(TEXTO DO EXERCÍCIO)
Declaração de Cambridge
A questão,
embora controversa, tem um aspecto cada vez mais aceito por um número cada vez
maior de neurocientistas: “os humanos não são os únicos animais com as
estruturas neurológicas que geram consciência”.
A afirmação
está na Declaração de Cambridge sobre Consciência, publicada em julho passado,
na Inglaterra, durante uma conferência sobre consciência em animais, humanos e
não humanos, com a assinatura de 25 eminentes pesquisadores.
De acordo
com esses neurocientistas, as estruturas do cérebro responsáveis pela produção
da consciência são análogas em humanos e outros animais (todos os mamíferos,
aves e outras criaturas, inclusive polvos).
Signatário
da Declaração de Cambridge, o neurocientista norte-americano David Edelman, do
Instituto de Neurociências, em San Diego, Estados Unidos, disse, em recente
entrevista à Ciência Hoje, que consciência, para ele, “é a capacidade que tem
um indivíduo de perceber um cenário integrado de informações sensoriais e
mantê-lo em sua memória”.
Militância
Durante o
evento de Curitiba foi lembrado o trabalho de organizações, como a Humane
Society Internacional (HSI), que vêm lutando para diminuir o consumo de
produtos de origem animal. De acordo com o último relatório da organização, a
produção animal é responsável por cerca de 70% do desmatamento da floresta
amazônica e por mais de 60% das emissões brasileiras de gás metano na
atmosfera.

(ENUNCIADO DA TAREFA)
Devolva o texto sobre a Declaração de Cambridge na íntegra, sem nenhuma alteração.

(INFORMAÇÕES)
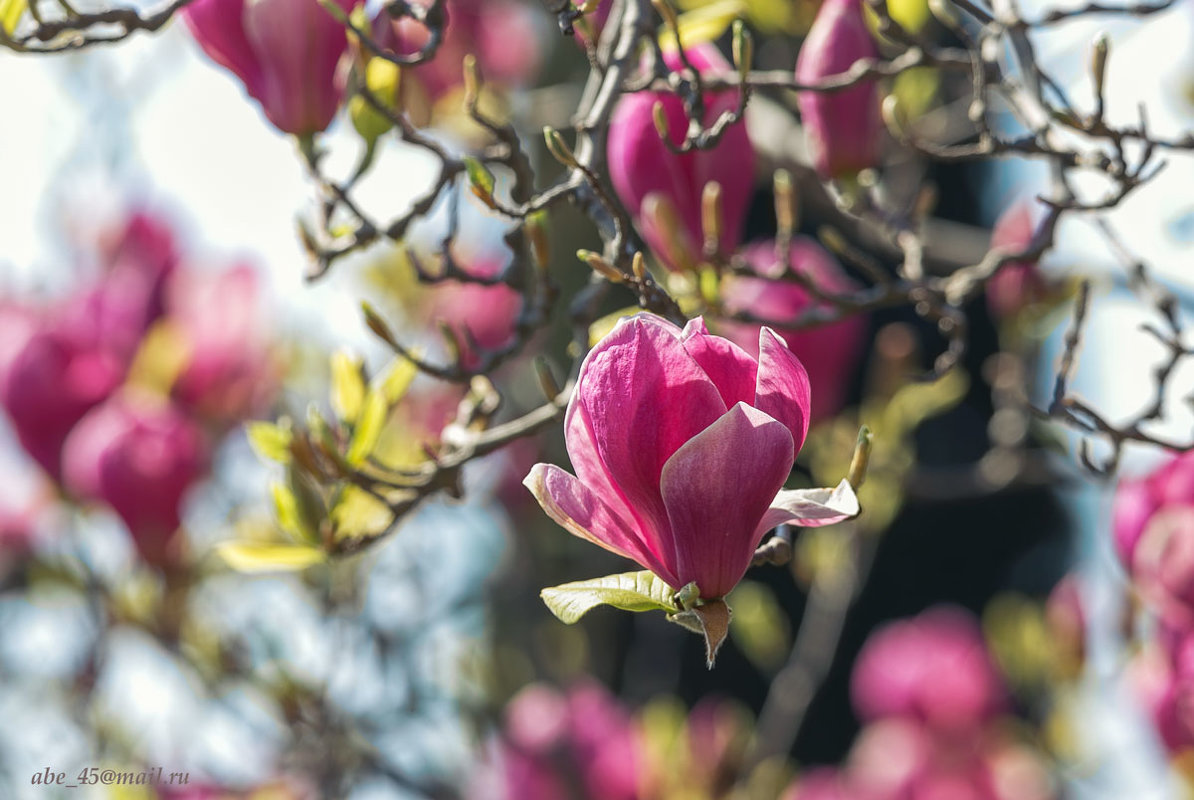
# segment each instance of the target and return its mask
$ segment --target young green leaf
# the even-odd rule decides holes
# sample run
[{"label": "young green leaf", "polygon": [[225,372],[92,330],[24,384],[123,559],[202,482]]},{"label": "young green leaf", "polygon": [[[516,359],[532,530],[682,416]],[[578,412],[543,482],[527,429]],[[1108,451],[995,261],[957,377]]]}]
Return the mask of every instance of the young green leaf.
[{"label": "young green leaf", "polygon": [[642,571],[561,584],[544,589],[538,596],[560,621],[572,624],[598,605],[624,611],[676,611],[675,593],[661,578]]}]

(RESPOSTA ESCRITA)
Declaração de Cambridge
A questão,
embora controversa, tem um aspecto cada vez mais aceito por um número cada vez
maior de neurocientistas: “os humanos não são os únicos animais com as
estruturas neurológicas que geram consciência”.
A afirmação
está na Declaração de Cambridge sobre Consciência, publicada em julho passado,
na Inglaterra, durante uma conferência sobre consciência em animais, humanos e
não humanos, com a assinatura de 25 eminentes pesquisadores.
De acordo
com esses neurocientistas, as estruturas do cérebro responsáveis pela produção
da consciência são análogas em humanos e outros animais (todos os mamíferos,
aves e outras criaturas, inclusive polvos).
Signatário
da Declaração de Cambridge, o neurocientista norte-americano David Edelman, do
Instituto de Neurociências, em San Diego, Estados Unidos, disse, em recente
entrevista à Ciência Hoje, que consciência, para ele, “é a capacidade que tem
um indivíduo de perceber um cenário integrado de informações sensoriais e
mantê-lo em sua memória”.
Militância
Durante o
evento de Curitiba foi lembrado o trabalho de organizações, como a Humane
Society Internacional (HSI), que vêm lutando para diminuir o consumo de
produtos de origem animal. De acordo com o último relatório da organização, a
produção animal é responsável por cerca de 70% do desmatamento da floresta
amazônica e por mais de 60% das emissões brasileiras de gás metano na
atmosfera.